## Exercise details:
In your answer, print every record exactly as it is written.

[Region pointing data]
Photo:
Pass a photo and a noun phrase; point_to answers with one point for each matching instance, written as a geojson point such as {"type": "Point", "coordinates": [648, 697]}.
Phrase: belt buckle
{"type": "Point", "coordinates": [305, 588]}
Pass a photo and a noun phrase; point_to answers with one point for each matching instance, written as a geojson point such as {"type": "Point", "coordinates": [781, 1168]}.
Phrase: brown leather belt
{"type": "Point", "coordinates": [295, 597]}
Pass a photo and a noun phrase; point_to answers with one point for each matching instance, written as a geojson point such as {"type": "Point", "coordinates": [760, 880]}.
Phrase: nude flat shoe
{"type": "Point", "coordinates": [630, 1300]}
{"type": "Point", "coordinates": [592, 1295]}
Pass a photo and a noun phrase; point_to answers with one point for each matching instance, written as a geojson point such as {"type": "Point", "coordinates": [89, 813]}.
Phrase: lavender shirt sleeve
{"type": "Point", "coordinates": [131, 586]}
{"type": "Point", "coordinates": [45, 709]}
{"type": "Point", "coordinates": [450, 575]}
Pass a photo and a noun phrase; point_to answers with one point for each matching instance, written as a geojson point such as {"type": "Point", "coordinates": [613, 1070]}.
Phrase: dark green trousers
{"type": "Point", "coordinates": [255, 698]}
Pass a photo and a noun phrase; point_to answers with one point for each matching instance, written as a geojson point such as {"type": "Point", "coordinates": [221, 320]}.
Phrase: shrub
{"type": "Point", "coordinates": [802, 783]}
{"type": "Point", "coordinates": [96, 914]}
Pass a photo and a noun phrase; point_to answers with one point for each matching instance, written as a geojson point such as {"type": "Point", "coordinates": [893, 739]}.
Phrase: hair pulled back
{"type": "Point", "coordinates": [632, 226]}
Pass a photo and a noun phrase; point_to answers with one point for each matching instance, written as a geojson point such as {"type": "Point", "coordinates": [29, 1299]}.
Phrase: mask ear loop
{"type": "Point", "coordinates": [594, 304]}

## Output for this exercise:
Photo:
Pass a photo and a noun phrase; point_to answers with one point for each matching instance, written as a geojson point such as {"type": "Point", "coordinates": [648, 697]}.
Phrase: belt buckle
{"type": "Point", "coordinates": [305, 588]}
Pass a photo and a noun phrase; point_to answers with one point for each matching instance, written as a geojson point such as {"type": "Point", "coordinates": [781, 1168]}.
Phrase: brown leather belt
{"type": "Point", "coordinates": [295, 597]}
Pass a photo and a noun phrase; point_to answers with one point for each matching instance, written as a geojson point such as {"type": "Point", "coordinates": [760, 880]}.
Phrase: nude flat shoe
{"type": "Point", "coordinates": [630, 1300]}
{"type": "Point", "coordinates": [592, 1295]}
Pass a photo and a noun phrase; point_to answers with one point for each matching instance, written as a geojson point such as {"type": "Point", "coordinates": [89, 813]}.
Phrase: lavender shirt sleeve
{"type": "Point", "coordinates": [131, 586]}
{"type": "Point", "coordinates": [45, 709]}
{"type": "Point", "coordinates": [450, 575]}
Pass a photo and a noun phrase; point_to answers with one point for each matching instance, written as a geojson point such as {"type": "Point", "coordinates": [613, 1070]}.
Phrase: dark green trousers
{"type": "Point", "coordinates": [255, 698]}
Pass a photo and a noun phrase; point_to answers with one point for each matching instance, written as a geojson point such as {"type": "Point", "coordinates": [221, 320]}.
Phrase: shrub
{"type": "Point", "coordinates": [802, 783]}
{"type": "Point", "coordinates": [96, 914]}
Pass a photo and a noun phrase; point_to answers with one point for each matching instance, written as a geojson point such as {"type": "Point", "coordinates": [893, 739]}.
Phrase: hair pulled back
{"type": "Point", "coordinates": [632, 226]}
Pass a photo and a noun phrase; point_to answers with one point for each matching instance, written as a geojson point such as {"type": "Point", "coordinates": [29, 1299]}.
Phrase: mask ear loop
{"type": "Point", "coordinates": [594, 304]}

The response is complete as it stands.